═══ Passage shown ═══

I know, another topic we all know. You ever wonder why everyone is writing leadership books, motivational blogs or anything to do with giving us tips and tricks to living a better life? Well it is because we all want to live a better life. However, we have troubles changing our behaviour or busting our ass to do it. I am not pointing the finger at you alone, I also point it to myself. So, with all my education, training and experience in leadership and coaching, how come I sometimes fall trap to not really learning this. Well, I could talk about many reasons why (hmmm, maybe I should write a book about it), but today I will only talk about the one thing I fell trap to recently, stereotyping.

Ok, before you think, uh oh here comes another moron with opinions about people. You may have the opinion part right, but hopefully not the moron. We all know that stereotyping can be harmful. Stereotyping can bring about a negative perception and you believe they are absolute. It is the absolute part I am writing about. The reason I am coming up with this, is because recently I was part of something that helped me learn about the city I live in. I saw something truly amazing and at the same time sad that stereotyping was happening on a city level.

So before moving here, I fell victim to the stereotype. When getting ready to come here, I had lots of great advice from many people I know who have lived here, driven through here and heard about it. “It is a blue collared mining town.” “Be careful it is rough up there.” “It is ugly too, did you know NASA trains up there because it looks like the moon.”  So, what is the first image that comes to my mind: someone crawling out of dirt, heading to the pub to drink beer and not caring about much else, while a moon rover rolls by. Ya, sorry that is a stupid thing to think. This is what I am getting at, even with so much experience breaking through stereotypes around the world, the little bugger comes up and bits me in the ass sometime.

═══ Source material ═══

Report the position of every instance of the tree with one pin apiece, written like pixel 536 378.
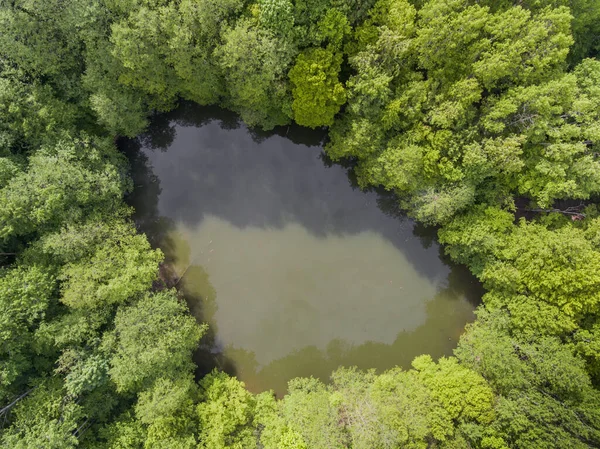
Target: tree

═══

• Exercises
1. Answer these questions about the stereotyping post, one answer per line:
(a) What one thing does the writer say they fell trap to recently?
(b) On what level did the writer see stereotyping happening?
(c) According to the advice the writer received, why does NASA train up there?
2. Write the next part of the stereotyping post, picking up after its final sentence.
The lines above aren't needed for what is asked here.

• Set of answers
1.
(a) Stereotyping.
(b) On a city level.
(c) Because it looks like the moon.

2.
Well, after volunteering with something that helped me learn more about the city and living here for a while, you start to learn things. First thing I learned, is that there is so much beauty here and everyone knows it. Second thing is the mining, although important and still a good roll here, it is only about 10% of the workforce in mining and what is supported by it. There are so many other businesses here that are thriving outside of Sudbury and headquartered here. There is a community of businesses that want to see it grow here. Oh,the miners, ya no climbing out of dirt and drinking beer, they actually blend into the environment like every other human being here. However, that jerk of a thing called Stereotyping effects everyone here too. Yes, after everyone knows all this stuff, everyone still calls this place “a blue collared mining town, that is rough.” It is so engrained into everyone’s behaviour, that it is hard to see past it. So many are held back, many do not push the envelope of what could be and so many are afraid to bust out of this mold because of fear of being exposed as different or causing change.

This is what Stereotyping does, it holds us back. It puts us not just in a box, but a cement box that is tough to break. When cracks are exposed, they are not exploited, for fear of what might happen if the box smashes open. People tend to stick to their own, feeling that they do not match the criteria of what the town is. Funny thing is, many people feel the same way, no matter what shirt they wear (ya, blue collar is a term that has to go).  This controls how people move in their life, how they decide to do things and how they interact with their city. Being the outsider looking in, from inside, I feel everyone here is looking to break the mold, however the stereotype prevents them, because they think they are different from everyone else on this subject. The place is slow to change, slow to progress and slow to collaborate together. People love the North, but kids go south for education and get away from something they do not relate to.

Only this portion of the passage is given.